WHAT THE TASK REQUIRES
The copy you give must match the records exactly, except that it holds no images.

DATA UNDER STUDY
Segment Open
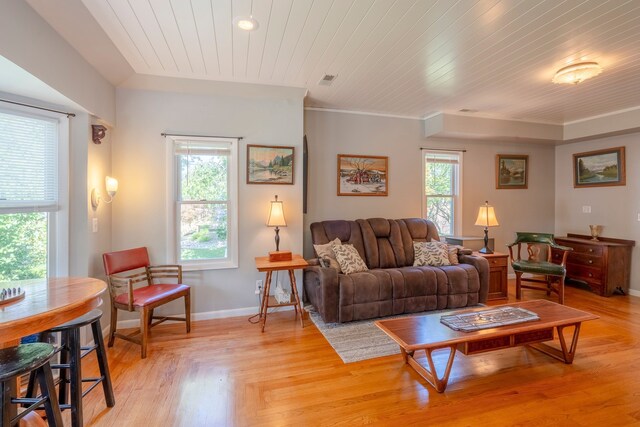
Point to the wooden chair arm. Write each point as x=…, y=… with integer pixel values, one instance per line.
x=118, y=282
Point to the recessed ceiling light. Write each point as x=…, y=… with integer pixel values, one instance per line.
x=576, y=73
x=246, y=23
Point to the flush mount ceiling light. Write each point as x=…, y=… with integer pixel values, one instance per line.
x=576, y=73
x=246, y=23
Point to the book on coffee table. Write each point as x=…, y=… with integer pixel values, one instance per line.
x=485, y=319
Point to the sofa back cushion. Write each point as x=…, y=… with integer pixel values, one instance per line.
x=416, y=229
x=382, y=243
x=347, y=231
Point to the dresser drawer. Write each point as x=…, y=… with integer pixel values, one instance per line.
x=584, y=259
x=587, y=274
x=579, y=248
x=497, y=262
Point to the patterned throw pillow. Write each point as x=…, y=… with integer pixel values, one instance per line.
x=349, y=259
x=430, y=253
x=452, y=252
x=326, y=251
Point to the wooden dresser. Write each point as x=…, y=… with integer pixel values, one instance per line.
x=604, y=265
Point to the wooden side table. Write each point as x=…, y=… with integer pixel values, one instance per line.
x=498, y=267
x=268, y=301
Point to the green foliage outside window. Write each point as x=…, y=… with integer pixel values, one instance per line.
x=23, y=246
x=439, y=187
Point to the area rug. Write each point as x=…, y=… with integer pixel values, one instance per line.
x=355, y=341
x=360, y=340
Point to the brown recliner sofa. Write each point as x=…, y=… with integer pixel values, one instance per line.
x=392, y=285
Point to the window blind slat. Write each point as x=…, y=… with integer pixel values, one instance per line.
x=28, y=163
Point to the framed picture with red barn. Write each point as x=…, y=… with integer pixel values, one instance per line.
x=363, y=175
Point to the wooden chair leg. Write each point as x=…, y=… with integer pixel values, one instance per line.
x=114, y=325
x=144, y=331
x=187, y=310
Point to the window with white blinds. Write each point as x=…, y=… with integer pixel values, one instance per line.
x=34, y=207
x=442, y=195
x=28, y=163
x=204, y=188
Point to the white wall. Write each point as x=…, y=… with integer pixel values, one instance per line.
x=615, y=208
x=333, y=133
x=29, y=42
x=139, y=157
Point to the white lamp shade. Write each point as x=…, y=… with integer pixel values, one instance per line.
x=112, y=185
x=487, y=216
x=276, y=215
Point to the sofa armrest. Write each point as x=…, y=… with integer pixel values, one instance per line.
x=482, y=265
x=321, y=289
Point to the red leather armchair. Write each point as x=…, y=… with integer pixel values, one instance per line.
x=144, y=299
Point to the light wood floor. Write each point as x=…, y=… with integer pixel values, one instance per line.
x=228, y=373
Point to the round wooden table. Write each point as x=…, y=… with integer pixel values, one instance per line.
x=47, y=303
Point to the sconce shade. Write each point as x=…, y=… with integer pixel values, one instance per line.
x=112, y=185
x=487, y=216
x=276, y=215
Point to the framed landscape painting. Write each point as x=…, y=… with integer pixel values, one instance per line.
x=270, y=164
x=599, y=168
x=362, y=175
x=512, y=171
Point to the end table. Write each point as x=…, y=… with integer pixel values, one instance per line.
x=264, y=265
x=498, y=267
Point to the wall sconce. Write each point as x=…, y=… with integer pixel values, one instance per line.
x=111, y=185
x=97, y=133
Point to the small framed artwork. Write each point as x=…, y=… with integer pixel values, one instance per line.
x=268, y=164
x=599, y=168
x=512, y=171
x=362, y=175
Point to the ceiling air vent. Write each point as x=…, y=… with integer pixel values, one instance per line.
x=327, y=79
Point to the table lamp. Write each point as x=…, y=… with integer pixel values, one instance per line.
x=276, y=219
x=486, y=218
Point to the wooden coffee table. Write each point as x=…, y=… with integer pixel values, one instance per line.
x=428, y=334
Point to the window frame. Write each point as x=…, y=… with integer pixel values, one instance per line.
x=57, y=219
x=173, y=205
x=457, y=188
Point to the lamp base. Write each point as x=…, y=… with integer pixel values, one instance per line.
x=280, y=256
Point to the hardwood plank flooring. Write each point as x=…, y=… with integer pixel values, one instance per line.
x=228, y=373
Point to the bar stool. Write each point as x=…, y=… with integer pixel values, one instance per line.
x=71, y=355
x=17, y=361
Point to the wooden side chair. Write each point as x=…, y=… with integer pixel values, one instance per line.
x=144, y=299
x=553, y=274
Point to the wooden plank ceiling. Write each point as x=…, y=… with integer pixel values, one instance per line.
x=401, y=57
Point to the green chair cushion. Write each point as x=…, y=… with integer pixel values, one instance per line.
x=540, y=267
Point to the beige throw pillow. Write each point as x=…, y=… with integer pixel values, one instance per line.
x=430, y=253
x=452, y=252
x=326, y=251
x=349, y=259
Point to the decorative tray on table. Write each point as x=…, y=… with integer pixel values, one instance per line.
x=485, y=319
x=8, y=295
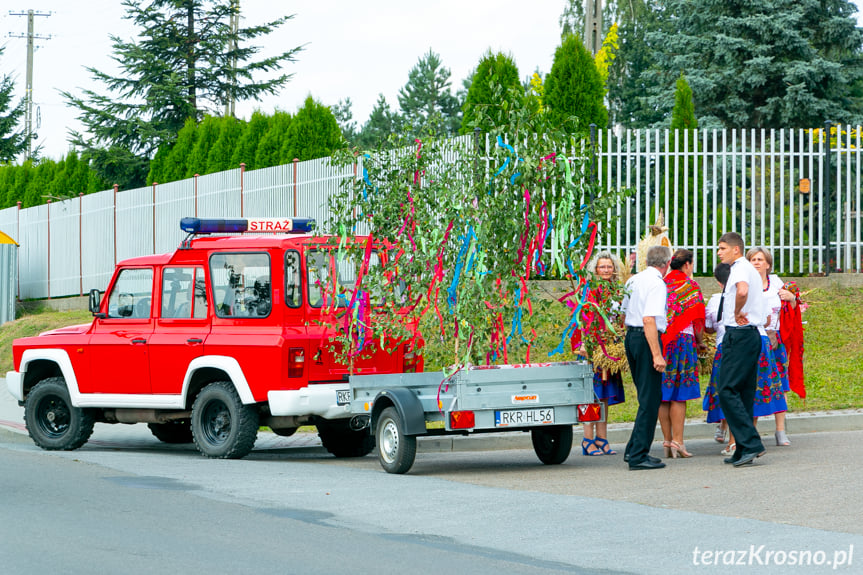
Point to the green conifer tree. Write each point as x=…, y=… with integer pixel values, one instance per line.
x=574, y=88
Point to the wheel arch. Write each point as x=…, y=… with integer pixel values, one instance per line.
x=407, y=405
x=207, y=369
Segment Closed
EXERCISE ANSWER
Point to the wooden chair arm. Write each point as x=…, y=… with integer pixel values, one instance per line.
x=118, y=282
Point to the recessed ceiling light. Write each point as x=…, y=… with integer pixel values, one instance per line.
x=576, y=73
x=246, y=23
Point to the flush mount ceiling light. Write each point as x=…, y=… with integer pixel values, one instance per line.
x=576, y=73
x=246, y=23
Point to the book on coffee table. Write each point as x=…, y=… with integer pixel values, one instance per line.
x=485, y=319
Point to the sofa back cushion. Write each point as x=…, y=… with integer pixel values, one instance per line.
x=416, y=229
x=382, y=243
x=347, y=231
Point to the dresser drawer. Write each point as x=…, y=… with integer pixel values, one instance per line.
x=584, y=259
x=587, y=274
x=579, y=248
x=497, y=262
Point to the patterned throw pillow. Write each point as x=…, y=… with integer pixel values, one instance per line.
x=349, y=259
x=430, y=253
x=452, y=252
x=326, y=251
Point to the wooden dresser. Write each point as x=…, y=… with integer pixel values, one instance per line.
x=604, y=265
Point to the wooden side table. Write each point as x=…, y=… with integer pixel values, one instance per line.
x=498, y=267
x=268, y=301
Point to the green foliage outside window. Write each point as x=…, y=… with integer pixel values, one instance per line.
x=23, y=246
x=439, y=187
Point to the area rug. Write each point as x=…, y=… with integer pixel values, one instance per line.
x=355, y=341
x=360, y=340
Point to the brown recliner sofa. Write each point as x=…, y=… with integer pixel values, one instance per line.
x=392, y=285
Point to the window blind slat. Write each point as x=…, y=… with integer pixel values, one instance per line.
x=28, y=163
Point to the framed picture with red barn. Write each point as x=…, y=… with integer pixel values, one instance per line.
x=363, y=175
Point to the wooden chair leg. Write each point as x=…, y=… with integer pixel values, one instance per line.
x=114, y=325
x=144, y=331
x=187, y=310
Point to the window with white blinds. Write each point as x=…, y=… with integer pixel values, one instance per line.
x=34, y=207
x=442, y=195
x=28, y=163
x=204, y=188
Point to the white wall. Write each point as x=…, y=… with integer pixel values, one instance per line.
x=615, y=208
x=333, y=133
x=29, y=42
x=139, y=157
Point to the white lamp shade. Write each point as x=…, y=… with integer pixel values, one instance per line.
x=112, y=185
x=487, y=216
x=276, y=215
Point to the sofa armrest. Write each point as x=…, y=… with integer pixel values, one instance per line.
x=482, y=265
x=321, y=289
Point to the red leather armchair. Write each point as x=…, y=… with integer pixel values, one instance per line.
x=144, y=299
Point to the light wood floor. Write each point as x=…, y=… with integer pixel values, one instance per line.
x=228, y=373
Point to the round wooden table. Write each point as x=…, y=… with integer pixel values, one instance per line.
x=47, y=303
Point to the sconce shade. Write each point as x=…, y=… with integer pixel values, one instance per line.
x=112, y=185
x=487, y=216
x=276, y=215
Point to the framed landscape painting. Write each point as x=…, y=… with integer pixel values, one instance per line.
x=270, y=164
x=599, y=168
x=362, y=175
x=512, y=171
Point to the end table. Write each point as x=…, y=… with integer pixel values, one instance per line.
x=264, y=265
x=498, y=267
Point to the wall sconce. Write each point as x=…, y=… with integer pixel values, one instance per line.
x=111, y=185
x=97, y=133
Point to the small framed artwork. Write each point as x=…, y=… with integer pixel values, one instance per line.
x=268, y=164
x=599, y=168
x=512, y=171
x=362, y=175
Point to the ceiling air vent. Write each point as x=…, y=… with integer pixel values, one instance per line.
x=327, y=79
Point to the table lamp. Write each point as x=…, y=… with integer pixel values, one instance per line.
x=276, y=219
x=486, y=218
Point to the wooden coffee table. Write each point as x=…, y=… with integer pixel values, one instance per line.
x=428, y=334
Point to the window frame. Write each point as x=…, y=… with integer pixel values, one instance per line.
x=57, y=219
x=173, y=205
x=457, y=188
Point to the lamp base. Write each point as x=…, y=… with integer pixel values, one instance per line.
x=280, y=256
Point to the hardwood plank flooring. Write each point as x=…, y=… with integer pixel values, one instance per line.
x=228, y=373
Point to the bar stool. Write each point as x=…, y=… with integer pixel values, one instance per line.
x=71, y=355
x=17, y=361
Point to the wooden side chair. Write each point as x=…, y=… with integer pixel values, one instance per line.
x=144, y=299
x=553, y=274
Point to the wooden plank ceiling. Write each point as x=…, y=… with integer pixel values, one instance per line.
x=401, y=57
Point to the green chair cushion. Write each point as x=…, y=… with integer pixel values, one instance per line.
x=540, y=267
Point to the beige throw pillow. Write each point as x=…, y=… with integer pixel values, one instance per line.
x=430, y=253
x=452, y=252
x=326, y=251
x=349, y=259
Point to the decorative tray on table. Write each point as x=…, y=… with integer pixel values, one instance per line.
x=485, y=319
x=8, y=295
Point to the green conifer tree. Write each point as x=…, y=… with integer pixel values, one instance per line.
x=574, y=88
Point to the wheel arch. Write each point as x=…, y=… with integer pixel values, one instance per line.
x=407, y=405
x=207, y=369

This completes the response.